Prize winners usually have larger and much more complicated ensembles. For beginner, implementing a correct 5-fold stacking is good enough.
We can see that the workflow for a Kaggle competition is quite complex, especially for model selection and ensemble. Ideally, we need a highly automated pipeline capable of:
Modularized feature transform. We only need to write a few lines of codes and the new feature is added to the training set.
Automated grid search. We only need to set up models and parameter grid, the search will be run and best parameters are recorded.
Automated ensemble generation. Use best K models for ensemble as soon as last generation is done.
For beginners, the first one is not very important because the number of features is quite manageable; the third one is not important either because typically we only do several ensembles at the end of the competition. But the second one is good to have because manually recording the performance and parameters of each model is time-consuming and error-prone.
Chenglong Chen, the winner of Crowdflower Search Results Relevance, once released his pipeline on GitHub. It’s very complete and efficient. Yet it’s still very hard to understand and extract all his logic to build a general framework. This is something you might want to do when you have plenty of time.

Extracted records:
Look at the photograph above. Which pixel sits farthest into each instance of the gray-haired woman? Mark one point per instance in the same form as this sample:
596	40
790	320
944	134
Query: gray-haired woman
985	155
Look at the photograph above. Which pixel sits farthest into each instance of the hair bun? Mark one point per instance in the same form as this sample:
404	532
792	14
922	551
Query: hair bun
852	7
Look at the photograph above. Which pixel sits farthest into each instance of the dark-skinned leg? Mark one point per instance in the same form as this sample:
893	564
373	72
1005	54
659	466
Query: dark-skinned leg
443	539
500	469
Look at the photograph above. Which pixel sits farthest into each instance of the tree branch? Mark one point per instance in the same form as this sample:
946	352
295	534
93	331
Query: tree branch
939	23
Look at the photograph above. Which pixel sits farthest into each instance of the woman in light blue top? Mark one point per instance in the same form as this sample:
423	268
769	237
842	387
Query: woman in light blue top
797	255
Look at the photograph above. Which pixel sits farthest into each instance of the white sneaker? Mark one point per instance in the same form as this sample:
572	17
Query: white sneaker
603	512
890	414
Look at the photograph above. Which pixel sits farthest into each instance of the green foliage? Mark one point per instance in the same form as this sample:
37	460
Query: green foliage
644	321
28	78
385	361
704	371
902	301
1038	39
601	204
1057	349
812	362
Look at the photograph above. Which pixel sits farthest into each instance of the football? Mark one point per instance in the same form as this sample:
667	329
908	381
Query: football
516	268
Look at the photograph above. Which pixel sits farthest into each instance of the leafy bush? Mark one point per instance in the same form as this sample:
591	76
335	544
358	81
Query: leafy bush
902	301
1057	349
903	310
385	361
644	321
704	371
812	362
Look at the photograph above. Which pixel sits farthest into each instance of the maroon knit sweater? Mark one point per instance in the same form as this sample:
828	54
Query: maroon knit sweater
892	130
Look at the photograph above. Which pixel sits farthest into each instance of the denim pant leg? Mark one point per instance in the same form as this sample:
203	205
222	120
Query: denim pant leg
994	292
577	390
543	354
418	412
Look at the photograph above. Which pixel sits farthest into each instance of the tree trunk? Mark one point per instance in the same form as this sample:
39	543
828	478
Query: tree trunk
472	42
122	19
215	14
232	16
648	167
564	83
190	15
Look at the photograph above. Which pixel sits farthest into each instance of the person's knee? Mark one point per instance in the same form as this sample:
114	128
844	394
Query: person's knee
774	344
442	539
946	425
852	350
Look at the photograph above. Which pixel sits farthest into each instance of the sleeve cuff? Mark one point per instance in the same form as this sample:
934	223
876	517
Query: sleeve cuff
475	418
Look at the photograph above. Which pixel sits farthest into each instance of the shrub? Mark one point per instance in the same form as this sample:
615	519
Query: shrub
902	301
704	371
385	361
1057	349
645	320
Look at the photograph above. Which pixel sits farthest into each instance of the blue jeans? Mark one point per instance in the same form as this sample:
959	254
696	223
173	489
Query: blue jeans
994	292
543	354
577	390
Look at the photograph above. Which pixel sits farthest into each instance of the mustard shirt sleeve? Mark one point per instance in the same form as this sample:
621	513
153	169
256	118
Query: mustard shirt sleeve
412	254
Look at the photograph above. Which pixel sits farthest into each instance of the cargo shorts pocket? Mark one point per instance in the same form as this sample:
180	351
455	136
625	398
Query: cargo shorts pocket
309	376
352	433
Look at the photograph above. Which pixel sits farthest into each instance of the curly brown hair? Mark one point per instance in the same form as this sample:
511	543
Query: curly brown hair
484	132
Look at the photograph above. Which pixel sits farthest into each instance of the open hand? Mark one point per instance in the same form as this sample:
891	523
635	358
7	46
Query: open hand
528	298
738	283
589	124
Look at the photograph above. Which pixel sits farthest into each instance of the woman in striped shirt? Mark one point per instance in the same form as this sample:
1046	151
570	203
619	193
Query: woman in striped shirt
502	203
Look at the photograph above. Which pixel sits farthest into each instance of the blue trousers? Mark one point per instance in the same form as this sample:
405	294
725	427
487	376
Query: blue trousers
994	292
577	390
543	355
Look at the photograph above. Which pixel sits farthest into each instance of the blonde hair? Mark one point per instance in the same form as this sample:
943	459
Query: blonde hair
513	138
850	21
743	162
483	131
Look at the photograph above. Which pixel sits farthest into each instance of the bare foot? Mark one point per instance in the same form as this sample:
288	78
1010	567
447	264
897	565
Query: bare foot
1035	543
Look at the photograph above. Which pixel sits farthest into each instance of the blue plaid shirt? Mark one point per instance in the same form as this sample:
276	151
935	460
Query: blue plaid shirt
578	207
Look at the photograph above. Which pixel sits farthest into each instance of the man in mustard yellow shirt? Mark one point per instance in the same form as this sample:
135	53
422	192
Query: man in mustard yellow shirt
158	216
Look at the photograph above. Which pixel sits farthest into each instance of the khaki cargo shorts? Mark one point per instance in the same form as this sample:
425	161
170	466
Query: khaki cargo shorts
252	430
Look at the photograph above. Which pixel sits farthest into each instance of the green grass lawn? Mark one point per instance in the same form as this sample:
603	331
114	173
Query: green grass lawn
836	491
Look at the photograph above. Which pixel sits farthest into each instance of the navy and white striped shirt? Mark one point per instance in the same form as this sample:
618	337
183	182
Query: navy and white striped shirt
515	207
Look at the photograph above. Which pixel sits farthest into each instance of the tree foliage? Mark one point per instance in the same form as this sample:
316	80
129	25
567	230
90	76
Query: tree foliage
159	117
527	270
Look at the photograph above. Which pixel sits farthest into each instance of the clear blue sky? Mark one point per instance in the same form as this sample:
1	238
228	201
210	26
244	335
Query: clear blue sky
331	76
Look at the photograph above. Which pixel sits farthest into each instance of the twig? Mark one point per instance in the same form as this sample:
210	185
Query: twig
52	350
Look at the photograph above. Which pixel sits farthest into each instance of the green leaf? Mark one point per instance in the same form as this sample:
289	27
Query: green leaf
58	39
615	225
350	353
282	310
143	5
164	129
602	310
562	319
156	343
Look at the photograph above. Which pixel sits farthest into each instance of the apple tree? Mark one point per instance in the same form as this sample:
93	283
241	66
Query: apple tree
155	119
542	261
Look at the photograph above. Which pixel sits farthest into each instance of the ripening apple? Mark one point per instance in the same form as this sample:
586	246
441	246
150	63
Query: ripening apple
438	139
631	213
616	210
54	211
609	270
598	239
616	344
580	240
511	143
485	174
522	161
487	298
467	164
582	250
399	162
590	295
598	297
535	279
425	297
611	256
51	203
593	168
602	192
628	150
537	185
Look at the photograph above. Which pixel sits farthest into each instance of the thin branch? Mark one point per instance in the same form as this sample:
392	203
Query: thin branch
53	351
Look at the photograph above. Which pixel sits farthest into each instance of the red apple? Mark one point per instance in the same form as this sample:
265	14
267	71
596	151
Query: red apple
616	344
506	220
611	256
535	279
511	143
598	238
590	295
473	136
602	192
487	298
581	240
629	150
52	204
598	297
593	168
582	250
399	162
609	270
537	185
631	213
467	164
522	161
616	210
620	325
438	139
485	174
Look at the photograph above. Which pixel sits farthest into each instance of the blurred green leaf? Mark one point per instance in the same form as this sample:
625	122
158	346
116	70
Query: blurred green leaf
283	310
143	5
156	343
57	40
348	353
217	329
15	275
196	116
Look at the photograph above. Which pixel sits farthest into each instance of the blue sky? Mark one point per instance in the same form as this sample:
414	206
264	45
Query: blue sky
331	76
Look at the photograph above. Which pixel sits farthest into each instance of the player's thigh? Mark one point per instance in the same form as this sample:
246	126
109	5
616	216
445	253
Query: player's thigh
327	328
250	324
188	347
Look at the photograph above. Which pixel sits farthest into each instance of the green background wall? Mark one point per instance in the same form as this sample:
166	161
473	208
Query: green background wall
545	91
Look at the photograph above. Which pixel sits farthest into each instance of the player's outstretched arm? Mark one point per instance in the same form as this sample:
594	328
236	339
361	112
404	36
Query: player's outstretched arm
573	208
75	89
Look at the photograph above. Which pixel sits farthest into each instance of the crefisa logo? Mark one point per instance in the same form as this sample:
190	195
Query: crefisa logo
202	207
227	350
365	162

=== AIM 1 ===
According to the Kaggle workflow excerpt, who released his pipeline on GitHub?
=== AIM 2 ===
Pick out every line of the records that contains the word "khaki", treating case as significant.

=== TASK SOLUTION 1 ===
Chenglong Chen, the winner of Crowdflower Search Results Relevance.

=== TASK SOLUTION 2 ===
Look at the photograph above. Which pixel sits farthest into each instance of the khaki cargo shorts? Mark one point per instance in the same form as this sample:
Query: khaki cargo shorts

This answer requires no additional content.